RECORD LIST »
##############################

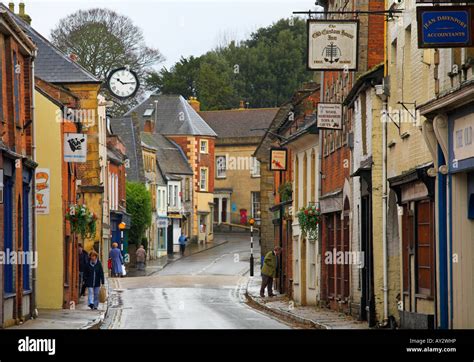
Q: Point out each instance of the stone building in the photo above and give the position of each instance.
(237, 175)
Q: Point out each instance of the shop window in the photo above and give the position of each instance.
(221, 167)
(204, 146)
(203, 179)
(425, 247)
(256, 205)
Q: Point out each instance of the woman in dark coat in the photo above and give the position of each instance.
(117, 260)
(93, 279)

##############################

JOB » Turn all the lines above into a Markdown table with the columns "No." and "Line", one row per line, skipping any blank lines and leaving out the pictures.

OUTPUT FOR THIS TASK »
| No. | Line |
|---|---|
| 1 | Q: Point out each instance of the stone building in the photo above and give the position of each instance. |
| 2 | (237, 175) |
| 3 | Q: Point out each instance of the shop window in the photo above and give the position of each instance. |
| 4 | (221, 167) |
| 5 | (204, 146) |
| 6 | (203, 179) |
| 7 | (425, 247) |
| 8 | (256, 205) |
| 9 | Q: Point out each instance of the woman in dark coat in the photo above and give the position of each instance. |
| 10 | (117, 260) |
| 11 | (93, 279) |